Exercise brief:
Take the entries below and retype them exactly.

Materials provided:
━━━━

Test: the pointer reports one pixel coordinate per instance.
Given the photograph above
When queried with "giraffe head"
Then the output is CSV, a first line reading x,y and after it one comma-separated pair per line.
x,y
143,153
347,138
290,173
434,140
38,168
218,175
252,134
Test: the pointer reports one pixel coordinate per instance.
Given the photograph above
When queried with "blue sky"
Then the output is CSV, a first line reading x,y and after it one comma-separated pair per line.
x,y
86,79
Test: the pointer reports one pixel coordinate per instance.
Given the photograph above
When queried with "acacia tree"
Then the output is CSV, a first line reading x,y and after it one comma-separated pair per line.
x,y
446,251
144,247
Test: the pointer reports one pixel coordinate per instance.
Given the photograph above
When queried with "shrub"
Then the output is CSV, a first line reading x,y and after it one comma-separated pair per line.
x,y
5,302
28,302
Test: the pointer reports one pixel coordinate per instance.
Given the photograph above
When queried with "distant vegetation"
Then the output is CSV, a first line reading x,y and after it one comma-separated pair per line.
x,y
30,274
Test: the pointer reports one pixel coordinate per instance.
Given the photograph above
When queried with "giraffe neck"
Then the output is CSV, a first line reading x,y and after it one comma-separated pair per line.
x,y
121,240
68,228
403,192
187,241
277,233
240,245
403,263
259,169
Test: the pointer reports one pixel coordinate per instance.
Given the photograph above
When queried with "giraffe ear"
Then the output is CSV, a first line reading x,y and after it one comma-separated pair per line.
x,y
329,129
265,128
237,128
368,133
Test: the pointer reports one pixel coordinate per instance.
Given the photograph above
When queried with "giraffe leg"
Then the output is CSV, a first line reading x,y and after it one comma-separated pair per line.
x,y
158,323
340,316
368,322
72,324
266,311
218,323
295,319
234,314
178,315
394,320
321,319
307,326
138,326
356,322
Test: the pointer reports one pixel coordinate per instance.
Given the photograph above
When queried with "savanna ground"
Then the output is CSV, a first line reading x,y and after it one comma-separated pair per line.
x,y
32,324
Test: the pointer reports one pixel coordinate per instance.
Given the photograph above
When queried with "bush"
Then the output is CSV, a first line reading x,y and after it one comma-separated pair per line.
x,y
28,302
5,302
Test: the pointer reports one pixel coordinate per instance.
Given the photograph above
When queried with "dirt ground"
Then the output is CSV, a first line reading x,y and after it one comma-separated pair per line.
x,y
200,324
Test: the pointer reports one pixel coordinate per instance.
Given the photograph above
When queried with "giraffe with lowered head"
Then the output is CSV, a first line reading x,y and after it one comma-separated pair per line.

━━━━

Solved problem:
Test: the pointer reports one pixel coordinate per instance.
Given the photograph above
When queried with "giraffe head"
Then the output is CSV, a first line reading x,y and after it one comma-separated pair per line.
x,y
143,153
347,138
290,173
434,140
38,168
218,175
252,134
Test: the pointer reports one pixel coordinate per instance.
Given the photograph above
When queried with "blue sky"
Then the output is CSV, a first line reading x,y and after it one comma-separated pair per line.
x,y
86,79
Test: the pointer reports one pixel coordinate per instance.
Given the photograph above
When queried with "acacia tree"
Then the output is CSV, a first line reading x,y and after it one comma-separated pair per line.
x,y
446,251
144,247
Test: the pointer reports one pixel coordinate per instance.
Given the photograph above
When queried with "shrub"
Then the output is CSV, a first line reading x,y and after it one comma-separated pair per line.
x,y
5,302
28,302
Test: the pointer reports one pixel coordinate per instance.
Given the photograph above
When queried with "distant vegetation"
Then the output is CSV, a first line reading x,y and after it one comma-separated pair per line.
x,y
30,274
Test: the pointer reports one pixel coordinate per instance.
Given the photograph above
When queried with "giraffe neck"
Then the output is CSV, a first line reading x,y and after it one comma-separated pair per line.
x,y
121,240
68,228
403,192
187,241
277,233
240,245
403,263
259,169
Test: the pointer reports one pixel coordinate per instance.
Given the photograph above
When queried with "giraffe ear"
Then the output is CSV, a first line reading x,y and after it one comma-separated pair per line.
x,y
329,129
265,128
237,128
368,133
Test: the pointer reports one pixel coordinate per instance.
Given the photograph above
When queried with "giraffe leg"
Then the output is CSV, a first line reading x,y and after it one comma-separated pair per line.
x,y
158,323
340,316
368,322
72,324
266,311
218,323
295,319
234,314
178,315
394,320
321,319
307,326
138,326
356,322
Test: the pointer reports one pixel coordinate per instance.
Given the photograph above
When queried with "savanna ground"
Then the output is CSV, a first line reading x,y and after it one comma-separated pair per line.
x,y
32,324
Test: the pointer reports one pixel coordinate per instance.
Given the photograph above
When queried with "bush"
Then the output is CSV, a first line reading x,y and after it one comma-separated pair per line.
x,y
28,302
5,302
Test: the pointer reports one pixel coordinate per instance.
Given the photograph above
When queried with "dirt ground"
Then the output is CSV, a first line reading x,y and after it one comma-separated pair per line.
x,y
200,324
Test: the pointer reports one pixel coordinate per instance.
Given the photograph above
When queried with "giraffe with lowered head"
Then the output is CSV, a first line reading x,y and after it one comma-separated pair per line.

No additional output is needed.